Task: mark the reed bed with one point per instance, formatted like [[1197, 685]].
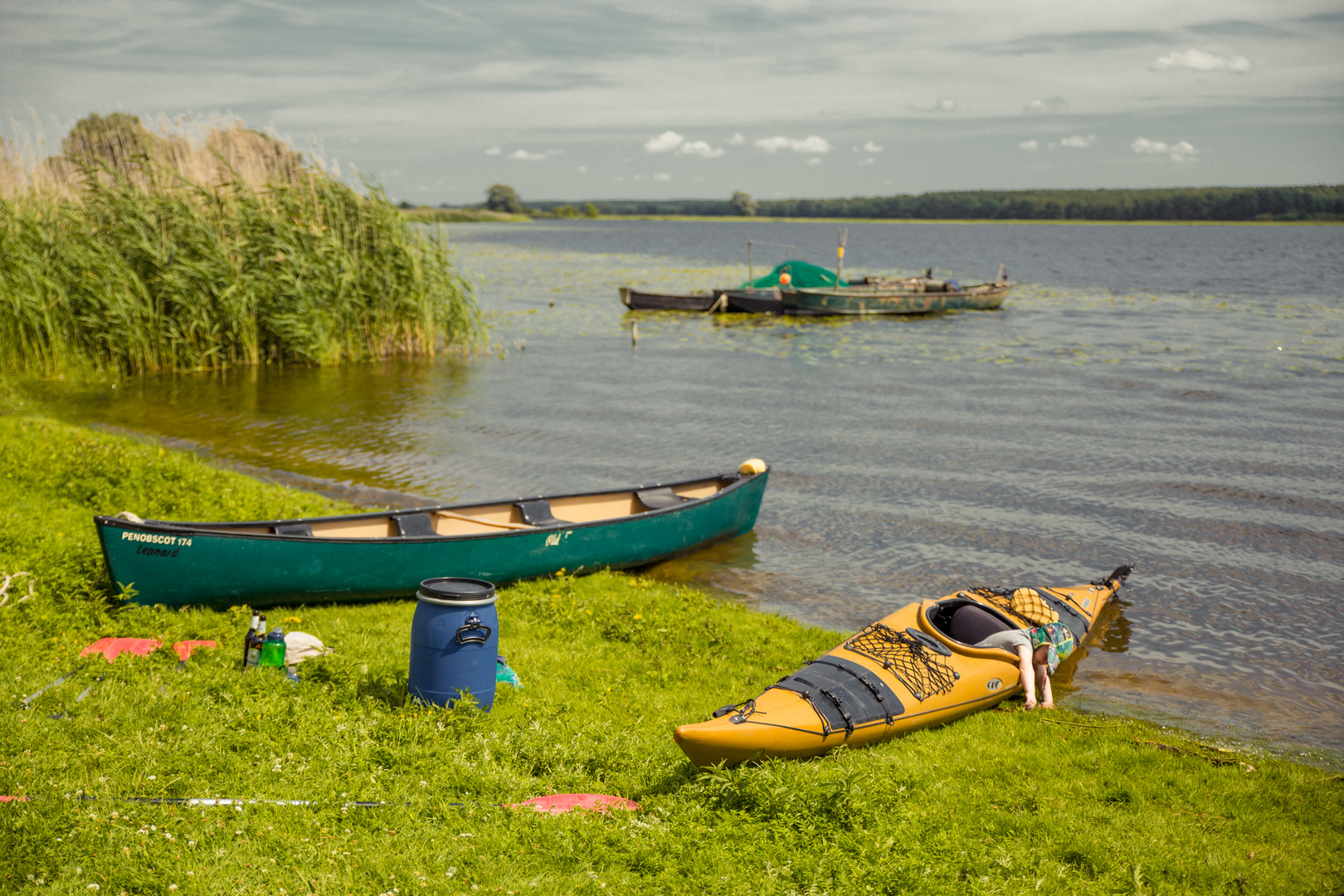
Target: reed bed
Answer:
[[140, 253]]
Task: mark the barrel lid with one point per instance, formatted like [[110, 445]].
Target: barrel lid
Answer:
[[457, 592]]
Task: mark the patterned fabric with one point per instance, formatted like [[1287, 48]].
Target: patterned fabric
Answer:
[[1059, 641], [1029, 605]]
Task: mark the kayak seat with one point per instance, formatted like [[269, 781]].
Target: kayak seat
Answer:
[[292, 528], [967, 621], [659, 499], [538, 514], [414, 524], [972, 625]]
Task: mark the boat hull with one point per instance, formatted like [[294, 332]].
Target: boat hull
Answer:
[[637, 301], [882, 301], [752, 301], [937, 681], [182, 564]]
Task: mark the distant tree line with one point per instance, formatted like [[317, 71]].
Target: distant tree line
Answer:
[[1188, 203]]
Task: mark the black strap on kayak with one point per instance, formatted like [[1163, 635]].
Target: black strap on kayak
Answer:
[[1118, 577], [843, 694], [914, 659]]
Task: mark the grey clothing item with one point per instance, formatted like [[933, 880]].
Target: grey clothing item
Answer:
[[1008, 641]]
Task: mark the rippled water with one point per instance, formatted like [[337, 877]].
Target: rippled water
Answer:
[[1166, 395]]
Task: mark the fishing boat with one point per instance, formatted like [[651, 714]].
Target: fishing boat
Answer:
[[913, 670], [640, 301], [921, 299], [368, 557]]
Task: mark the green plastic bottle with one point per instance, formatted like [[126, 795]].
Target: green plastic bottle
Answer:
[[273, 649]]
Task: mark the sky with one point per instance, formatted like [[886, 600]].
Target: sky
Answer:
[[791, 99]]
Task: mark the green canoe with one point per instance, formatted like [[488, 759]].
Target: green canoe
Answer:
[[368, 557]]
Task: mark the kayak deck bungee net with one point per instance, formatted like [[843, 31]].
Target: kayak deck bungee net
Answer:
[[916, 668], [368, 557]]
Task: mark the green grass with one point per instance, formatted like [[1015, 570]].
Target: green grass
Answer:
[[1001, 802], [134, 278]]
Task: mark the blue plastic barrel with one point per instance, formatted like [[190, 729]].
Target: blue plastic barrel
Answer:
[[455, 642]]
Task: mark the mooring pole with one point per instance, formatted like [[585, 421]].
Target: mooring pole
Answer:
[[843, 234]]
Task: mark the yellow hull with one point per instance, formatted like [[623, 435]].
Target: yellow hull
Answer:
[[901, 674]]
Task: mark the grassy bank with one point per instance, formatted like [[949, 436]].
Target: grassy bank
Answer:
[[1004, 801], [983, 221], [431, 215], [130, 254]]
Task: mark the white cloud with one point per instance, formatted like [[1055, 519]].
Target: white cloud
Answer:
[[1200, 61], [1054, 105], [699, 148], [1176, 152], [810, 144], [667, 141]]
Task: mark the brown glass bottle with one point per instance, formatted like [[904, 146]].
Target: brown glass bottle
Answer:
[[251, 645]]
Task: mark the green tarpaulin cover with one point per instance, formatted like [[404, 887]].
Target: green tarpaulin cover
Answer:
[[804, 275]]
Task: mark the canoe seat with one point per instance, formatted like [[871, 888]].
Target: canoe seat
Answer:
[[659, 499], [414, 524], [292, 528], [538, 514]]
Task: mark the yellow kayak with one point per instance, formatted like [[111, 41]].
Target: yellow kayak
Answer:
[[912, 670]]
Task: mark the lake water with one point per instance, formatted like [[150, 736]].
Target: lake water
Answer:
[[1171, 395]]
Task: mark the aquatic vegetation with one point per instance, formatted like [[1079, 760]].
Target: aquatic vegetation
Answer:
[[151, 261], [1006, 801]]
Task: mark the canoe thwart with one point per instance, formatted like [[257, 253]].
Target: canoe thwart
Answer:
[[292, 528], [414, 524], [449, 514], [659, 499], [538, 514]]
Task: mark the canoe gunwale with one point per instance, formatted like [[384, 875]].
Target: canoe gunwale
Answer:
[[222, 529]]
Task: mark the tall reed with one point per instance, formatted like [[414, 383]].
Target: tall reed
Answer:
[[163, 262]]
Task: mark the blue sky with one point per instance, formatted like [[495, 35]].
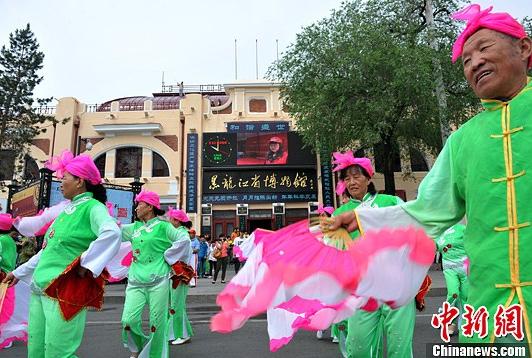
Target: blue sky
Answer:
[[98, 50]]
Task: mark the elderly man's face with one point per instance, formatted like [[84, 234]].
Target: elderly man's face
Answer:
[[495, 65]]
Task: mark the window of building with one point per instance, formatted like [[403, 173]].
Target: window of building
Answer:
[[159, 167], [100, 164], [257, 105], [128, 162], [417, 161]]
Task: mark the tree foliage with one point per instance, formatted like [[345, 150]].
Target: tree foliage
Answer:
[[364, 77], [20, 122]]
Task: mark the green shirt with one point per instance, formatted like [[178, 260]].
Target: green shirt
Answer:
[[485, 170], [451, 246], [149, 241], [69, 236], [8, 253]]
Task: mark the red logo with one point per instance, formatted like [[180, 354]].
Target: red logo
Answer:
[[475, 321], [509, 321], [444, 319]]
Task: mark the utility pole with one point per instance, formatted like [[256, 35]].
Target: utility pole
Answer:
[[257, 58], [440, 88], [236, 68]]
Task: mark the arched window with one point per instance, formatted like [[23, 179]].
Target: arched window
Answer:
[[100, 164], [417, 161], [159, 167], [128, 162], [31, 169]]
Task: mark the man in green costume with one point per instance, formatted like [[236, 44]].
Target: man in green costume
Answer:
[[451, 245], [8, 248], [483, 171]]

━━━━━━━━━━━━━━━━━━━━

WHAT THE EXERCISE ASKS:
Please copy the records again, requests included, starting at the line that contains "Task: mark the patterned" and ending at the line that contains "[[1008, 641]]". Scale every point coordinate in the answers by 1.3 and round to whole numbers with halves going up, leaving the numbers in the requests and their format samples as they are.

COMPLETED EXERCISE:
Task: mark the patterned fabric with one point per instance, formatted like [[1287, 48]].
Target: patterned fabric
Answer:
[[1377, 833], [1338, 787]]
Task: mark the kayak seat with one point per instance, formatted like [[269, 781]].
Target: kayak seat
Answer:
[[380, 686], [1257, 807], [857, 649], [699, 668], [538, 681], [1264, 813]]
Task: mark the boat hull with one point per instance, formatted like [[294, 332]].
Target: boat hull
Answer:
[[828, 391], [1147, 391], [978, 391], [1218, 885], [237, 733]]
Task: mark the distant tree line with one point per instance, formatted like [[317, 71]].
Target: distant tree line
Answer:
[[1544, 264]]
Task: mark the black strap on kayak with one point per instance, formatted like [[1163, 635]].
Target: black strap on kayak
Answer:
[[1453, 750], [1096, 902], [1188, 857]]
Task: mark the grey clothing item with one point per instance, formatted like [[933, 880]].
Target: grey clothing item
Answer:
[[1310, 833]]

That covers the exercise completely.